◆ WHAT IS ASKED
Could you output the material as a Markdown table with the columns Row and Line, starting at the first line of the material and stopping after the line containing "M133 104L133 101L132"? Leave out any blank lines.

[Segmentation annotation records]
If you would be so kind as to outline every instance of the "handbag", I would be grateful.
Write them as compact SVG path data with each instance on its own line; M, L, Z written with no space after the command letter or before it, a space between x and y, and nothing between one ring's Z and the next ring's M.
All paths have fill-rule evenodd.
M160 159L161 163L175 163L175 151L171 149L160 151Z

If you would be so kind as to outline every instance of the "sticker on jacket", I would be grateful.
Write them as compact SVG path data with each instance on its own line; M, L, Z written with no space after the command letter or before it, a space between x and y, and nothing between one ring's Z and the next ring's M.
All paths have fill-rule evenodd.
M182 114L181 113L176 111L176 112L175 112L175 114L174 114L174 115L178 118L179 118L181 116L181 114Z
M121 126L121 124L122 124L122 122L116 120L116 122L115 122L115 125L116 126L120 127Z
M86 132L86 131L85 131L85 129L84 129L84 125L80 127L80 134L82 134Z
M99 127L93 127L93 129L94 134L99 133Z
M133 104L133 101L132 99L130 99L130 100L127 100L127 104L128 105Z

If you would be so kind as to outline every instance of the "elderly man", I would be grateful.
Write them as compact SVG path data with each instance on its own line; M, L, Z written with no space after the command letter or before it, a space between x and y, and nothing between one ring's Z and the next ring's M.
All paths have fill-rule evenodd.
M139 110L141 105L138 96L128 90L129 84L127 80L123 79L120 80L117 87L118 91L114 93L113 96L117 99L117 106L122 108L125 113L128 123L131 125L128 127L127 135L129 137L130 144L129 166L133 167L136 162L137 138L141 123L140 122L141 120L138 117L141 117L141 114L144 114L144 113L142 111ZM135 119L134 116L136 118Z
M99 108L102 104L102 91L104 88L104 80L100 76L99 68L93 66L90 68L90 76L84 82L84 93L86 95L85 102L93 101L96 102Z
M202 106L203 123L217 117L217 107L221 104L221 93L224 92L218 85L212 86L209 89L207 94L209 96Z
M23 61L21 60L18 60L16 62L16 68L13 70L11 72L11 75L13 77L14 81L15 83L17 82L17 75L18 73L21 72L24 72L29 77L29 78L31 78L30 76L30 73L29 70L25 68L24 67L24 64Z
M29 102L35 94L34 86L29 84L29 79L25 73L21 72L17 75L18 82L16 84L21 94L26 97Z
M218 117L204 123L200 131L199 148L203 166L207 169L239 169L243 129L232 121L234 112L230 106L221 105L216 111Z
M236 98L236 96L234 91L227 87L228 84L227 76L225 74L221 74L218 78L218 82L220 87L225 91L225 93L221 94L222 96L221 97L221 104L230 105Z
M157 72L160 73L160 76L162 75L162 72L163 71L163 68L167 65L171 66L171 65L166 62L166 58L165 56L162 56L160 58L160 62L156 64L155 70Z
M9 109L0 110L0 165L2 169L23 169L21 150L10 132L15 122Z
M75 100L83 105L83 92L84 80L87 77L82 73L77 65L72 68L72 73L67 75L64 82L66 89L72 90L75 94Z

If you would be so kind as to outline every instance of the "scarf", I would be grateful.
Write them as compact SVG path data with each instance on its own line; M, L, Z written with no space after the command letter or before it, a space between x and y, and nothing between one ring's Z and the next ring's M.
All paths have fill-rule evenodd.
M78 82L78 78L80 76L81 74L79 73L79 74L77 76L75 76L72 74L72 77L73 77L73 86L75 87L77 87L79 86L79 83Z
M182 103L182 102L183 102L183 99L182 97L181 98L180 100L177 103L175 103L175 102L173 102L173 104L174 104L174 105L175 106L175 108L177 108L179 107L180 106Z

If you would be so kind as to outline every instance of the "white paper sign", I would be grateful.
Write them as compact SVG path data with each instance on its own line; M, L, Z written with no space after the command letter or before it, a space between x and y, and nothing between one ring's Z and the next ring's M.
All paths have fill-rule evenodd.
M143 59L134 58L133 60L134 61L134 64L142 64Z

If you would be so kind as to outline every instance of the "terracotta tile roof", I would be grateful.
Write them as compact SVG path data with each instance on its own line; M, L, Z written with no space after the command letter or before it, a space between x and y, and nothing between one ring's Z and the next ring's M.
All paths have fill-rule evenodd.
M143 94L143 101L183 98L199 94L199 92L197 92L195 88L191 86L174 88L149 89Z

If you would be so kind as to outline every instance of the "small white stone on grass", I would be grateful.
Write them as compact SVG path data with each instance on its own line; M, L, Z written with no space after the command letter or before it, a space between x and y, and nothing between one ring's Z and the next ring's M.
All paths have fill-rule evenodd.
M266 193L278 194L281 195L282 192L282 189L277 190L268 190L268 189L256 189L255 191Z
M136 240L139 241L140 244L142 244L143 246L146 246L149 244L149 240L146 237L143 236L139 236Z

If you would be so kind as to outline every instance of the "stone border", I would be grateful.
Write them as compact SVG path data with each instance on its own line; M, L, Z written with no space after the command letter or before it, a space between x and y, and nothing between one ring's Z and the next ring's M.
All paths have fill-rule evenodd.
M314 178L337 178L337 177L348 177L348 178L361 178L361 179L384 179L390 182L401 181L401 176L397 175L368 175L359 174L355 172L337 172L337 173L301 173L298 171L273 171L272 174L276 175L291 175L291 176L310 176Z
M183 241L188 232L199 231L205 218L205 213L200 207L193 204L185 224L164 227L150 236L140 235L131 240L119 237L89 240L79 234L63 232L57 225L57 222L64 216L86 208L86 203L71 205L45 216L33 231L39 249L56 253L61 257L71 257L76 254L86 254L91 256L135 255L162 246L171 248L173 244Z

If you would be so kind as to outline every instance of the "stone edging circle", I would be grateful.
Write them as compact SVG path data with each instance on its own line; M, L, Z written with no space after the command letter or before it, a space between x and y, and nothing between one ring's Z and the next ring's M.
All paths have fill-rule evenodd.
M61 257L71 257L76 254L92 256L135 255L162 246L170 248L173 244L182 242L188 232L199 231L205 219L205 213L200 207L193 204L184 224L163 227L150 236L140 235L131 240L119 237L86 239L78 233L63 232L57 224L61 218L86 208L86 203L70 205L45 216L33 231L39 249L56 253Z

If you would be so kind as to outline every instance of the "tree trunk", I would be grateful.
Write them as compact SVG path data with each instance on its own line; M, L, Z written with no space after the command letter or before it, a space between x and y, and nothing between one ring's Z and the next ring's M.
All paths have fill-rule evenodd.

◆ WRITTEN ANSWER
| Row | Line |
|---|---|
| 1 | If you would be so kind as to outline every instance of the "handbag", I would be grateful. |
| 2 | Write them as compact SVG path data with each instance on its own line; M, L, Z written with no space after the command letter or before it, a space between x and y, and nothing between one ring's Z and the next ring's M. |
| 3 | All paths have fill-rule evenodd. |
| 4 | M160 159L161 163L175 163L175 151L171 149L160 151Z |
| 5 | If you would be so kind as to outline every instance of the "sticker on jacket", I would be grateful. |
| 6 | Write them as compact SVG path data with each instance on its own line; M, L, Z written with no space after the command letter or before it, a space between x and y, and nothing between one ring's Z and the next ring's M. |
| 7 | All paths have fill-rule evenodd. |
| 8 | M182 114L181 113L176 111L176 112L175 112L175 114L174 114L174 115L178 118L179 118L181 116L181 114Z |
| 9 | M121 126L121 124L122 124L122 122L116 120L116 122L115 122L115 125L116 126L120 127Z |
| 10 | M86 132L86 131L85 131L85 129L84 129L84 125L80 127L80 134L82 134Z |
| 11 | M99 127L93 127L93 129L94 134L99 133Z |
| 12 | M133 104L133 101L132 99L130 99L130 100L127 100L127 104L128 105Z |